◆ Source text:
%%
As requested by Mr Sam Childers, Mrs. Vidyavathi [S]hetty is
wiring at this time USD $ 100,000. (USD One hundred thousand)
to the Wells Fargo bank account of Angels of [E]ast Africa [I]nc.
PA 15926 U.S.A.
Samuel Childers and Mrs Vidyavathi [S]hetty are under the
understanding that Samuel Childers will repay to Vidyavathi
[S]hetty USD 100,000 (USD One hundred thousand) plus a
consideration of $20,000 (twenty thousand ) within 90 days after
receiving the amount. The total repayment amount by Mr Sam
Childers is USD $ 120,000 (One hundred twenty thousand only).
Complaint ¶5 & Ex. A. Plaintiff averred that pursuant to this contract, she
wired $100,000 to Angels’ bank account on March 4, 2013 and that neither
Childers nor Angels has made any repayment of the loan. Id. ¶¶7-11. The
complaint asserted a claim for breach of contract against Childers, a claim for
unjust enrichment against Childers and Angels, and a claim for conversion
against Childers and Angels.
%%
◆ Material provided:
%%
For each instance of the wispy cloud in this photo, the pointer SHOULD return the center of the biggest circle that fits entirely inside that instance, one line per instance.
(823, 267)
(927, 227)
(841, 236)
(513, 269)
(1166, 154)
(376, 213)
%%
◆ Aim: In the loan dispute passage, retype everything from "Complaint ¶5 &" down to "Childers and Angels." word for word.

◆ In response:
Complaint ¶5 & Ex. A. Plaintiff averred that pursuant to this contract, she
wired $100,000 to Angels’ bank account on March 4, 2013 and that neither
Childers nor Angels has made any repayment of the loan. Id. ¶¶7-11. The
complaint asserted a claim for breach of contract against Childers, a claim for
unjust enrichment against Childers and Angels, and a claim for conversion
against Childers and Angels.